**DATA PROVIDED**
>>>>>
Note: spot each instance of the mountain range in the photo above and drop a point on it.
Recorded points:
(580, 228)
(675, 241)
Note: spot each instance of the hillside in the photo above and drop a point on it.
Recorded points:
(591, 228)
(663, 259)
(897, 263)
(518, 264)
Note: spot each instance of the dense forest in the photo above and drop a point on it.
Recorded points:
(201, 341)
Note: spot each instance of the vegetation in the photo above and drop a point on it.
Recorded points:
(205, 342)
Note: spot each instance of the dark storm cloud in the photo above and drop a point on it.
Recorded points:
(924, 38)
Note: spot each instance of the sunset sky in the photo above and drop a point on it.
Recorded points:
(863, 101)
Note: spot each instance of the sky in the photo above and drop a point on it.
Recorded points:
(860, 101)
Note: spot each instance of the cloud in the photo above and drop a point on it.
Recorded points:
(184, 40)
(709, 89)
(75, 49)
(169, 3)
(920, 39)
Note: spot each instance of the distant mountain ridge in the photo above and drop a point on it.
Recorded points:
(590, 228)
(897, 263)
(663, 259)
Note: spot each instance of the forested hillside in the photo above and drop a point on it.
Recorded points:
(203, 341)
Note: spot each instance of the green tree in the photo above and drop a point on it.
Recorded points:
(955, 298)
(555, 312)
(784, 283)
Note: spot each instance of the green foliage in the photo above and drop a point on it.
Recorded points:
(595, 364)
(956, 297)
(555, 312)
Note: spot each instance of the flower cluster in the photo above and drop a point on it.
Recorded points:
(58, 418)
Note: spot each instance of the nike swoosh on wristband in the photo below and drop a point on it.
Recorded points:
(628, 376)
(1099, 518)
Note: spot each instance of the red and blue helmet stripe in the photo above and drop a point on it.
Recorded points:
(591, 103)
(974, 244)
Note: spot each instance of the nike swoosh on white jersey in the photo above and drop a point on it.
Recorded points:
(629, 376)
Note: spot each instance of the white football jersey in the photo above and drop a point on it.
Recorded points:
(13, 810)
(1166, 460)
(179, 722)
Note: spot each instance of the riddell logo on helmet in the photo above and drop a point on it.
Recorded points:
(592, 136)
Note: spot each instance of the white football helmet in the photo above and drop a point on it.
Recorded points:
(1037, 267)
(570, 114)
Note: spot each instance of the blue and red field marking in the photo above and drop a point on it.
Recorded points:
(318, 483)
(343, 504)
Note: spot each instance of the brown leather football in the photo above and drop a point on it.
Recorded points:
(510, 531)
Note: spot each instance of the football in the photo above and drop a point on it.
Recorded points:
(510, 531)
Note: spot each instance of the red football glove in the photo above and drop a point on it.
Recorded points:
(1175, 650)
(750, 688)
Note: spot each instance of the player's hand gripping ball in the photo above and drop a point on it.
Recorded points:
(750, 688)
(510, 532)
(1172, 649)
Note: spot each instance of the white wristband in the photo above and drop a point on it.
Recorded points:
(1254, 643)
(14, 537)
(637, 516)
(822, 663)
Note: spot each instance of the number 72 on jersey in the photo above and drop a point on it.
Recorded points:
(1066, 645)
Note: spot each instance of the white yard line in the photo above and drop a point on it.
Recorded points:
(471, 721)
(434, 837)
<<<<<
**EXERCISE BRIEF**
Put every line of the material above into a JSON list of strings, with one string for each line and any blank lines left out.

**TASK RESPONSE**
[
  "Note: spot each instance of the mountain range in the photo above and drop a point on it.",
  "Recorded points:",
  "(580, 228)",
  "(675, 241)",
  "Note: spot each instance of the hillside in the photo above and drop a point on it.",
  "Recorded points:",
  "(591, 228)",
  "(663, 259)",
  "(897, 263)",
  "(518, 264)",
  "Note: spot each instance of the dense forest in the photo above and drop a point on it.",
  "Recorded points:",
  "(201, 341)",
  "Note: spot each instance of the vegetation in the photo above and drop a point on it.",
  "Recorded points:",
  "(205, 342)",
  "Note: spot each instance of the dark storm cloud in the photo above and drop a point on it.",
  "Recorded points:",
  "(924, 38)",
  "Note: spot each instance of the sunset sky in the photo above and drop a point on it.",
  "Recorded points:",
  "(863, 101)",
  "Note: spot each instance of the sky in the photo above and drop a point on it.",
  "Recorded points:",
  "(860, 101)",
  "Note: spot each instance of the cloud in the photo above and drop a point on it.",
  "Recorded points:",
  "(184, 40)",
  "(709, 89)",
  "(75, 49)",
  "(169, 3)",
  "(920, 39)",
  "Note: spot each instance of the distant mountain ridge in the photo above and drop a point on it.",
  "Recorded points:",
  "(590, 228)",
  "(897, 263)",
  "(663, 259)",
  "Note: spot each instance of the forested hillside in the photo above and drop a point on it.",
  "Recorded points:",
  "(203, 341)",
  "Note: spot each instance of the green tree in the photo above and drop a point on it.",
  "Recorded points:",
  "(955, 298)",
  "(555, 312)",
  "(784, 283)",
  "Note: spot each instance of the green foliage in the photo above and drop a point on it.",
  "Recorded points:",
  "(595, 364)",
  "(956, 297)",
  "(555, 312)",
  "Note: spot each instance of the flower cluster in the photo above and drop a point on it.",
  "Recorded points:",
  "(58, 418)",
  "Note: spot each instance of the nike swoosh on wristband in the photo below and drop a point on it.",
  "Recorded points:",
  "(628, 376)",
  "(1099, 518)",
  "Note: spot each instance of the red and blue helmet stripe in the photo above and drop a point on it.",
  "Recorded points:",
  "(591, 103)",
  "(974, 244)",
  "Note: spot each instance of the nike swoosh on white jersey in the photo above and drop a point on it.",
  "Recorded points:",
  "(629, 376)",
  "Note: spot each instance of the white football jersey in the photo above and drop a point on it.",
  "Recorded points:",
  "(13, 810)",
  "(1166, 460)",
  "(179, 722)",
  "Note: spot each instance of the riddell logo on helmet in the photo above and drop a point on it.",
  "Recorded points:",
  "(592, 136)",
  "Note: spot each instance of the white football helmet in the photo above and drop a point on it.",
  "Recorded points:",
  "(1037, 267)",
  "(570, 114)",
  "Note: spot each instance of the blue and red field marking in the photo above and drop a point on it.",
  "Recorded points:",
  "(318, 483)",
  "(343, 504)",
  "Note: spot each instance of the brown leather football in the photo above and drop a point on it.",
  "Recorded points:",
  "(510, 531)",
  "Note: spot each instance of the football in the photo above and drop a point on it.",
  "Recorded points:",
  "(510, 531)",
  "Note: spot each instance of the red football glove in the photo above and drop a point on it.",
  "Recorded points:",
  "(1175, 650)",
  "(750, 688)",
  "Note: spot each instance of the player's hand gripping ball in the photo above and drop a point on it.",
  "Recorded points:",
  "(750, 688)",
  "(510, 532)",
  "(1172, 649)",
  "Note: spot each instance of the white wristband in the photo above and drop a point on it.",
  "Recorded points:",
  "(1254, 643)",
  "(14, 537)",
  "(637, 516)",
  "(822, 663)",
  "Note: spot each instance of the number 72 on jersey in the photo above and drop a point on it.",
  "Recorded points:",
  "(1066, 645)",
  "Note: spot each instance of the white yard line in the photo above and drop a point on it.",
  "Recorded points:",
  "(471, 721)",
  "(434, 837)"
]